### TASK PROMPT
Retype the entries. Match them exactly.

Excerpts from a dataset:

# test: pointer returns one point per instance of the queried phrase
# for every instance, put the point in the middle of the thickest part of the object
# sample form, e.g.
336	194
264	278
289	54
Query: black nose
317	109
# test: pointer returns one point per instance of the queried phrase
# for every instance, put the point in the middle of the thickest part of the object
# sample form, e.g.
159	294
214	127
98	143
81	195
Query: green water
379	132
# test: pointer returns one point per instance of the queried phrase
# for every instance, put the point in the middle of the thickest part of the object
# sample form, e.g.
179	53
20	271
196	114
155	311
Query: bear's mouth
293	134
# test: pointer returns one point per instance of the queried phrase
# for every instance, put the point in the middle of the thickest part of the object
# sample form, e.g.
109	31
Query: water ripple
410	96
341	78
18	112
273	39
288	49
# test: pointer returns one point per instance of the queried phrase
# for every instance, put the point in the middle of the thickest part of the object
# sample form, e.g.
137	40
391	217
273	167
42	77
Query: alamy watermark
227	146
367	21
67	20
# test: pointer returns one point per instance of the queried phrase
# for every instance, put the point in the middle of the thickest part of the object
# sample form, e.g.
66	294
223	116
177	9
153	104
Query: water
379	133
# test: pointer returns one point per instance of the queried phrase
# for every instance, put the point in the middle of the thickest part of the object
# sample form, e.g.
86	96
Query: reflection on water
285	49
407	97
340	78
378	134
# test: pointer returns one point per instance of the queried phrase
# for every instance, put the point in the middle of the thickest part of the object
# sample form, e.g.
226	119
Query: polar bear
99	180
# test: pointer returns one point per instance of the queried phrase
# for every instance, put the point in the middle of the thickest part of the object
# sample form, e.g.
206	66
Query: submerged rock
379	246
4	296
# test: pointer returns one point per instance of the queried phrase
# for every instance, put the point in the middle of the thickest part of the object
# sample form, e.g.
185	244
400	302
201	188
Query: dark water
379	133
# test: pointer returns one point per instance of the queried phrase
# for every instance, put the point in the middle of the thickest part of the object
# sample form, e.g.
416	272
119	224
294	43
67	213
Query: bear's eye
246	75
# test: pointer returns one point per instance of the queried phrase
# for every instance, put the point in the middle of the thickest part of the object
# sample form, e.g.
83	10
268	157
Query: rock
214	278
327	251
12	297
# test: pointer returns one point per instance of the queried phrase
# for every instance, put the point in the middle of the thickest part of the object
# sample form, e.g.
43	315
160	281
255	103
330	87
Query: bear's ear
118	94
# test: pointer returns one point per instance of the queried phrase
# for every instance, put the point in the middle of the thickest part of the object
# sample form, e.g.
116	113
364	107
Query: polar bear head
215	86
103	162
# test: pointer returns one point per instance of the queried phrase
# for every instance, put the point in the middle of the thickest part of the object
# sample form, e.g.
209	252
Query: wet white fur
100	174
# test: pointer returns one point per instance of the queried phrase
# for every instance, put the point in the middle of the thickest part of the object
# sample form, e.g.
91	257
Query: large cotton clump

### WRITTEN ANSWER
# test: pointer returns one point per instance of the queried phrase
# for every instance, put the point in the middle of the thickest part of the object
# sample form, e.g.
336	194
264	278
289	54
Query: black nose
317	109
# test: pointer returns one point per instance of the queried phrase
# for every instance, put the point in the middle of the thickest part of the object
# sample form, e.g.
159	294
214	127
98	143
81	195
Query: green water
379	132
# test: pointer returns one point per instance of the queried phrase
# for every instance, put the point in the middle of the thickest part of the object
# sample form, e.g.
179	53
20	271
196	114
155	311
Query: bear's mouth
293	134
# test: pointer returns one point per instance of the queried phrase
# for every instance, put the point in the middle of the thickest part of the object
# sample form, e.g.
109	31
Query: water ripple
410	96
341	78
18	112
273	39
288	49
# test: pointer returns one point per instance of the queried phrase
# for every instance, put the point in the middle of the thickest part of the object
# sample form, e.g.
137	40
391	217
273	167
42	77
Query: alamy watermark
227	146
367	21
67	20
# test: pointer returns one point per instance of the queried phrase
# for every instance, put the point in the middle of the thickest part of the object
# sample form, e.g.
66	294
223	116
177	9
153	104
Query: water
379	133
# test: pointer returns one point per instance of the queried phrase
# for every instance, put the point in the middle of the thickest part of the object
# sample form, e.g.
86	96
Query: reflection on water
285	49
407	97
340	78
378	134
# test: pointer returns one point per instance of the queried phrase
# for every instance, put the point in the middle of the thickest part of the object
# sample form, e.g.
226	119
Query: polar bear
99	180
# test: pointer returns one point per instance of the queried phrase
# for every instance, put the point in the middle of the thickest part of the object
# sample form, e.g.
206	66
Query: submerged rock
379	246
4	296
# test: pointer returns one point per instance of the queried phrase
# for every instance, put the point in the middle of the thickest part of the object
# sample form, e.g.
185	244
400	302
201	188
Query: dark water
379	133
# test: pointer returns one point per instance of the queried phrase
# for every instance, put the point in the middle of the thickest part of the object
# sample form, e.g.
416	272
119	224
294	43
67	213
Query: bear's eye
246	75
# test: pointer returns one point per instance of the queried phrase
# for every instance, put the point in the middle of the thickest part of the object
# sample form, e.g.
83	10
268	157
Query: rock
214	278
327	251
12	297
# test: pointer returns one point per instance of the queried phrase
# for every instance, put the point in the middle of the thickest part of the object
# sample form, e.g.
43	315
160	281
255	103
330	87
Query: bear's ear
118	94
# test: pointer returns one point per instance of the queried phrase
# for every instance, put the point in the middle of the thickest part of the object
# sample form, e.g.
116	113
364	107
Query: polar bear head
215	86
103	162
# test: pointer returns one point per instance of the queried phrase
# for every instance, put the point in the middle of the thickest part of the object
# sample form, e.g.
209	252
Query: wet white fur
100	174
# test: pointer returns one point per instance of the queried phrase
# for every instance, put the point in the middle of the thickest part of the object
# sample form, e.g.
91	257
Query: large cotton clump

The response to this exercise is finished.